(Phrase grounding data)
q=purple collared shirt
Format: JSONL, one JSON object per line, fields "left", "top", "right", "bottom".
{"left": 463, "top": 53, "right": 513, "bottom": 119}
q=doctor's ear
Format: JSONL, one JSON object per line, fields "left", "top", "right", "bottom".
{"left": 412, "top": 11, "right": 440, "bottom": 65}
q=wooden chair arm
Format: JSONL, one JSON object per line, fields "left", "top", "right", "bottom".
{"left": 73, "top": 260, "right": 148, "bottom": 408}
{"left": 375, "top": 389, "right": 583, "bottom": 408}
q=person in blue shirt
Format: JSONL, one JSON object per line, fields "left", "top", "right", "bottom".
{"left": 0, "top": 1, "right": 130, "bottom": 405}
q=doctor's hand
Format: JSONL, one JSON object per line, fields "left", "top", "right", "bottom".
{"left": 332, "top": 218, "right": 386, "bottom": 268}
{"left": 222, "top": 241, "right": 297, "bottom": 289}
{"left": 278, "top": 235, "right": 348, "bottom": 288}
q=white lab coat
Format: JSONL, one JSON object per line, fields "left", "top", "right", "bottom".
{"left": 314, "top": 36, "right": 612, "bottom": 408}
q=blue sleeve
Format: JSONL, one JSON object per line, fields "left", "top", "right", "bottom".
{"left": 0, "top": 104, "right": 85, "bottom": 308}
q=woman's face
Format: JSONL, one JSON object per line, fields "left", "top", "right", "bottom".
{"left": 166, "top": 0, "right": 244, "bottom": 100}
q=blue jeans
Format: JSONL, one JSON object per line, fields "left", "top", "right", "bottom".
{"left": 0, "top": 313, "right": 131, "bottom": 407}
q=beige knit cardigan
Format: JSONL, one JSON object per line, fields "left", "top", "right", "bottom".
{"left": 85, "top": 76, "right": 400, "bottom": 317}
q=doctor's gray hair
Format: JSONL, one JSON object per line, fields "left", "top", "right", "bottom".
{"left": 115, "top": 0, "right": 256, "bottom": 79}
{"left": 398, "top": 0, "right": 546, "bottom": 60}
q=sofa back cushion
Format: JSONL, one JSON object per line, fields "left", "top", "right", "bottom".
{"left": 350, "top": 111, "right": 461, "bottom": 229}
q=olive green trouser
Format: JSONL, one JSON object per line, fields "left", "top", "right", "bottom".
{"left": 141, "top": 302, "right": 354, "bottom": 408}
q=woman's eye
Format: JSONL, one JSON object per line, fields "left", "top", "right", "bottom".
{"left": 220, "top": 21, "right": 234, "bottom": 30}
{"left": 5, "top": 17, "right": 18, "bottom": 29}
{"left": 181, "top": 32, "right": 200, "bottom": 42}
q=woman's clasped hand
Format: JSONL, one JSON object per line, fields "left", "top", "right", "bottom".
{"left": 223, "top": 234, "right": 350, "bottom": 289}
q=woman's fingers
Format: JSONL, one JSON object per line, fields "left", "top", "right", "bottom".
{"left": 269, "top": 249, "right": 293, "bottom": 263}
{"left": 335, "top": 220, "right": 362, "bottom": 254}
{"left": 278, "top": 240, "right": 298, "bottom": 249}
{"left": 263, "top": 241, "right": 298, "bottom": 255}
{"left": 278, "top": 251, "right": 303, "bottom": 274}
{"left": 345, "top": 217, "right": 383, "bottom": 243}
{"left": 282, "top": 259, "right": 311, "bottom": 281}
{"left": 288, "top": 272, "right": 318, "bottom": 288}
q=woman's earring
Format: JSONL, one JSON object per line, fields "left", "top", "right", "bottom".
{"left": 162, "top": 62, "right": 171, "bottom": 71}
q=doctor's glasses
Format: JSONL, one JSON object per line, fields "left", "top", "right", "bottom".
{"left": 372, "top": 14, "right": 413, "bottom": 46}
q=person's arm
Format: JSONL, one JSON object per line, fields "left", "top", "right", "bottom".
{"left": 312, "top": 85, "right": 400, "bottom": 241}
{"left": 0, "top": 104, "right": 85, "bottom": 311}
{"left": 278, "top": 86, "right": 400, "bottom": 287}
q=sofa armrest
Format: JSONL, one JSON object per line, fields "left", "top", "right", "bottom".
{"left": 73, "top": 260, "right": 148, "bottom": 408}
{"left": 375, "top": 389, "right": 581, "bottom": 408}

## EXERCISE INSTRUCTIONS
Extract exactly and only the lines above from the line containing "q=woman's clasped hand" through the line containing "q=person's arm", both end lines included.

## FINISHED EXERCISE
q=woman's clasped hand
Format: JSONL, one JSON object per line, fields "left", "top", "right", "bottom".
{"left": 223, "top": 234, "right": 350, "bottom": 289}
q=woman's fingers
Format: JSONL, one JSON object per line, fields "left", "top", "right", "bottom".
{"left": 269, "top": 249, "right": 293, "bottom": 263}
{"left": 335, "top": 220, "right": 362, "bottom": 254}
{"left": 278, "top": 240, "right": 298, "bottom": 249}
{"left": 263, "top": 241, "right": 298, "bottom": 255}
{"left": 278, "top": 251, "right": 303, "bottom": 274}
{"left": 345, "top": 217, "right": 383, "bottom": 243}
{"left": 282, "top": 259, "right": 311, "bottom": 281}
{"left": 288, "top": 272, "right": 318, "bottom": 288}
q=woman's earring
Format: JSONL, one JSON object per line, fields "left", "top", "right", "bottom".
{"left": 162, "top": 62, "right": 171, "bottom": 71}
q=doctor's glasses
Format: JSONL, one JSON object per line, fields "left", "top", "right", "bottom".
{"left": 372, "top": 14, "right": 413, "bottom": 46}
q=person's arm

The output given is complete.